* _Qué hacer_:
Renombra "gravel" como "pebble" en las líneas que van desde la que contiene "Would it be possible for you to detect the gravel" hasta la que contiene "[102,477,1314,896]", ambas incluidas. Devuelve solo esas líneas, sin cambiar nada más.

------ Entradas proporcionadas ------

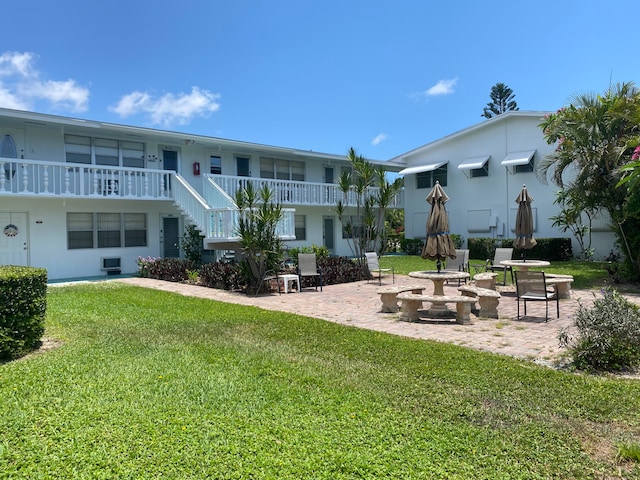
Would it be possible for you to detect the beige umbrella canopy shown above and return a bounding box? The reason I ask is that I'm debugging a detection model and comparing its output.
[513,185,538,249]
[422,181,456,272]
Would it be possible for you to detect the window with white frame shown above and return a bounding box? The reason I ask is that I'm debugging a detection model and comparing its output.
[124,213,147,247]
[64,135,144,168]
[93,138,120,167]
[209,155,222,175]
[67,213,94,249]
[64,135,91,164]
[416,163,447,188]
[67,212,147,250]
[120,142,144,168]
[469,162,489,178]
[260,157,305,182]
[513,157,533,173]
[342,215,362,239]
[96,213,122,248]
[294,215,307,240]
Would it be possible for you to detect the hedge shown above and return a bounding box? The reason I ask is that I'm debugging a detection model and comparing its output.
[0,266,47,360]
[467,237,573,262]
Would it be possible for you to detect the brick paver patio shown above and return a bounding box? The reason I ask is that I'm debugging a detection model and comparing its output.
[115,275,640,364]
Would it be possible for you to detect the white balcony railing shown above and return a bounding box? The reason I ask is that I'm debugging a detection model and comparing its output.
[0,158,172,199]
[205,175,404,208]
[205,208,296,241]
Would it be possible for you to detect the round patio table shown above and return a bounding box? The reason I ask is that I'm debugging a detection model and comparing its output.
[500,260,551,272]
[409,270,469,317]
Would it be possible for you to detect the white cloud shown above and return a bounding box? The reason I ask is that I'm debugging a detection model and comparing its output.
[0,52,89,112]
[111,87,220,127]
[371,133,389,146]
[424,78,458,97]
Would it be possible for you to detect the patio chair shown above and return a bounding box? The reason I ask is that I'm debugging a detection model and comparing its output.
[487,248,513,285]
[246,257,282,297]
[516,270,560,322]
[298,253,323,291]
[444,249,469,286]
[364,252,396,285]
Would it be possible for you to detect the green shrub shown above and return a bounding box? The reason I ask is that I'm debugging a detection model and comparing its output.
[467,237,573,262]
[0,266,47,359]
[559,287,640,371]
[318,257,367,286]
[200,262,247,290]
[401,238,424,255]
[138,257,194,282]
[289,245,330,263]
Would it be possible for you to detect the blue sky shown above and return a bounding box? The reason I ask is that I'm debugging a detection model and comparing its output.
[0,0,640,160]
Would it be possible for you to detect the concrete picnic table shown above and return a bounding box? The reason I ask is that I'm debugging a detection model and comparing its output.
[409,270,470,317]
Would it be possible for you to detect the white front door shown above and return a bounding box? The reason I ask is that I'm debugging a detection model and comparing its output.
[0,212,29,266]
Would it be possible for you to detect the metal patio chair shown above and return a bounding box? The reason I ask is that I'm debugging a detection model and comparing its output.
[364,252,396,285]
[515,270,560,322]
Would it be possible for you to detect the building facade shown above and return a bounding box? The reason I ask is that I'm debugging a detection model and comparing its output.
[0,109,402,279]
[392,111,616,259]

------
------ Entradas proporcionadas ------

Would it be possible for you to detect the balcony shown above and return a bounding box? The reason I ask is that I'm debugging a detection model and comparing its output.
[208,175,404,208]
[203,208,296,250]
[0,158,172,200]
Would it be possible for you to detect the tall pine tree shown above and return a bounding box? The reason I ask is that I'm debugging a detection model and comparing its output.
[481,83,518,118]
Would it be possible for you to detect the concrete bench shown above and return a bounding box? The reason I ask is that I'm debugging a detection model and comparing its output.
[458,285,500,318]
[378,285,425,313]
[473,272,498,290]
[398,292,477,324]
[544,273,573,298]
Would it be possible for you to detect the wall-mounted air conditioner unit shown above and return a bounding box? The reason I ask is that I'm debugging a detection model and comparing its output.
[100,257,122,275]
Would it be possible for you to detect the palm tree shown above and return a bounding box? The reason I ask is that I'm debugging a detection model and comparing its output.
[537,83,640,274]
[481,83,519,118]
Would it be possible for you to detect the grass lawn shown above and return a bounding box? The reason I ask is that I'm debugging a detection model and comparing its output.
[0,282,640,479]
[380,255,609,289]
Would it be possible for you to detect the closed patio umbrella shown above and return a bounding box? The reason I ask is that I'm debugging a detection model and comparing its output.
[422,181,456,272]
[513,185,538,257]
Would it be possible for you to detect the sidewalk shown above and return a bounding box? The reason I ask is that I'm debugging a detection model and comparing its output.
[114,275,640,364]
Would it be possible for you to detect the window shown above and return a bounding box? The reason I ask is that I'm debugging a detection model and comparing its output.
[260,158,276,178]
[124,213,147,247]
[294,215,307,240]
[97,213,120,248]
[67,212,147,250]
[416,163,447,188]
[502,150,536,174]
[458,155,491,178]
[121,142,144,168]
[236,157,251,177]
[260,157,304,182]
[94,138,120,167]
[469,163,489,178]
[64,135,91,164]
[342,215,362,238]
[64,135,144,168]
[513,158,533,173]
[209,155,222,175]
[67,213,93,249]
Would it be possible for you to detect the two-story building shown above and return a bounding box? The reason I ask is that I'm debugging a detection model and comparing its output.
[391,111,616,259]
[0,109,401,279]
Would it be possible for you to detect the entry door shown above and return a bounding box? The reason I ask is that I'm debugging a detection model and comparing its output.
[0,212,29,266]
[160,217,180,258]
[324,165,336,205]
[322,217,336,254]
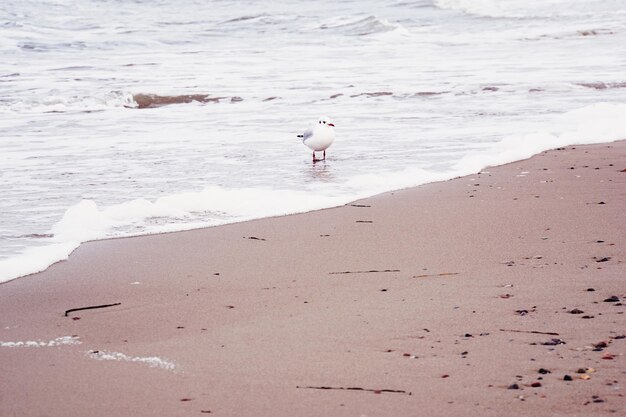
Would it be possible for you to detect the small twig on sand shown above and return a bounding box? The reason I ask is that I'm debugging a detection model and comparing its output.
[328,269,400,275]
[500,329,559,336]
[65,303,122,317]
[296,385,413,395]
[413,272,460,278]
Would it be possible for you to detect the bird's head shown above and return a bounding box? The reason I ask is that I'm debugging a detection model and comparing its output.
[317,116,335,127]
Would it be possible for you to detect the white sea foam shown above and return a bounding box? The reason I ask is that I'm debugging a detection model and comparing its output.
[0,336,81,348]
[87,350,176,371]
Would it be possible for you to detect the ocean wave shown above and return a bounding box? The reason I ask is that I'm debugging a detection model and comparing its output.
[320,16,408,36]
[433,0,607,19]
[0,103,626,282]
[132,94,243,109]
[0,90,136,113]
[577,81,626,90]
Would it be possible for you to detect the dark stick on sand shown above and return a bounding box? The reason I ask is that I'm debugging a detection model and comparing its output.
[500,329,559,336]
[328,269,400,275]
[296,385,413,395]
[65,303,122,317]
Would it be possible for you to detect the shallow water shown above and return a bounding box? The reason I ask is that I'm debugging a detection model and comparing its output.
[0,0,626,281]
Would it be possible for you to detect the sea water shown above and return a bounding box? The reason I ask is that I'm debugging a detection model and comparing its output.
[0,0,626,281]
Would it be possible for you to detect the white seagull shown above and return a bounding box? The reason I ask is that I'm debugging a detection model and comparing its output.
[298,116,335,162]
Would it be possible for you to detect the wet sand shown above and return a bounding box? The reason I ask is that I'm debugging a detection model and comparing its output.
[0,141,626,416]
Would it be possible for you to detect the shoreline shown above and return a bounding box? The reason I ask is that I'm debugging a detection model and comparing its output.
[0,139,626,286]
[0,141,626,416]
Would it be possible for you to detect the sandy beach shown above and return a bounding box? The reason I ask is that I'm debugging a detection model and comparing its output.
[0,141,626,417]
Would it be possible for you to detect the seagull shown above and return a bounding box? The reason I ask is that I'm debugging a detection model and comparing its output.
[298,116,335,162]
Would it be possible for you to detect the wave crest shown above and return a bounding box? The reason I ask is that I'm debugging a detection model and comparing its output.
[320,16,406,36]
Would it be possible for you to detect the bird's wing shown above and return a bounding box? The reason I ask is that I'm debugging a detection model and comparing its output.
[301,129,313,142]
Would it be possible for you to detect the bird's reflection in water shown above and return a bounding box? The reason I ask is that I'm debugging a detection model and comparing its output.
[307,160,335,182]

------
------ Entradas proporcionadas ------

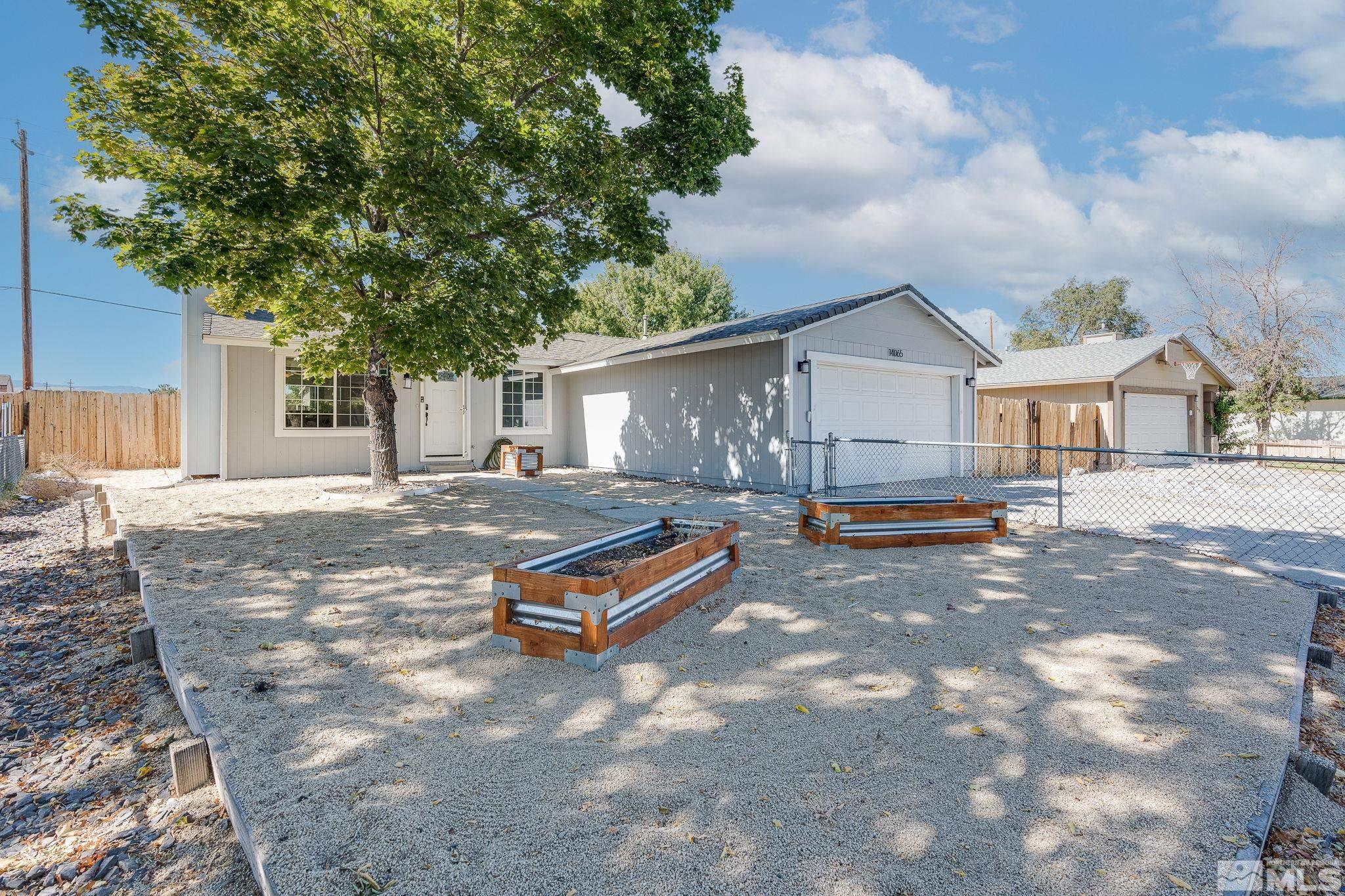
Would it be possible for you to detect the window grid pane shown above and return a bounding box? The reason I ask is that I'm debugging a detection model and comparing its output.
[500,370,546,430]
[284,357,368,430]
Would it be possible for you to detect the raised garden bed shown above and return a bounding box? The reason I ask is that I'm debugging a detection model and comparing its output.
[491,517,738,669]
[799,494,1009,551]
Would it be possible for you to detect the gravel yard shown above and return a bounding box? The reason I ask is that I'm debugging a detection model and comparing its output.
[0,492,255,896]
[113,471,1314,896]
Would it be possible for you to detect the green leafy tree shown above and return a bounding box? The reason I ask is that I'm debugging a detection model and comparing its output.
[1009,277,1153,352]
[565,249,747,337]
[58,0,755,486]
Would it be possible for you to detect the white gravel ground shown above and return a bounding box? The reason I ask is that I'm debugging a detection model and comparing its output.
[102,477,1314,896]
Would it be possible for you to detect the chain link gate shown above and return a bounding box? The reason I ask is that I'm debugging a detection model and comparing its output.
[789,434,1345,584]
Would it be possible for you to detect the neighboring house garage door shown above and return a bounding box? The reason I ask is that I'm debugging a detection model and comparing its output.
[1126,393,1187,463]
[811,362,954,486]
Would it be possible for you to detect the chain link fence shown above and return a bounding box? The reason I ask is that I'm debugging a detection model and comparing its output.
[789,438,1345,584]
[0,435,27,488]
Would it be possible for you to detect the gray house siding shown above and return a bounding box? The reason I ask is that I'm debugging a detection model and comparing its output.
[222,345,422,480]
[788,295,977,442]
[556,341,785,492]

------

* _Resultado obtenido_:
Would it be possible for you to detect the pebble yard shown above and return a bounding box? The reason I ask is that I'm debugging a detection model and comparing its output.
[0,492,255,896]
[113,471,1314,896]
Would it be possible for you to detect the green leafy tree shown above and return a bounding box? The reason I ask is that I'm debugging a detection model and comparing its output.
[1009,277,1153,352]
[565,249,747,337]
[58,0,755,486]
Would it be possible for you to detect the white pebble ground shown above and return a bounding box? The reason I ask is that I'm debugging a detection model and comparing its output.
[102,477,1314,896]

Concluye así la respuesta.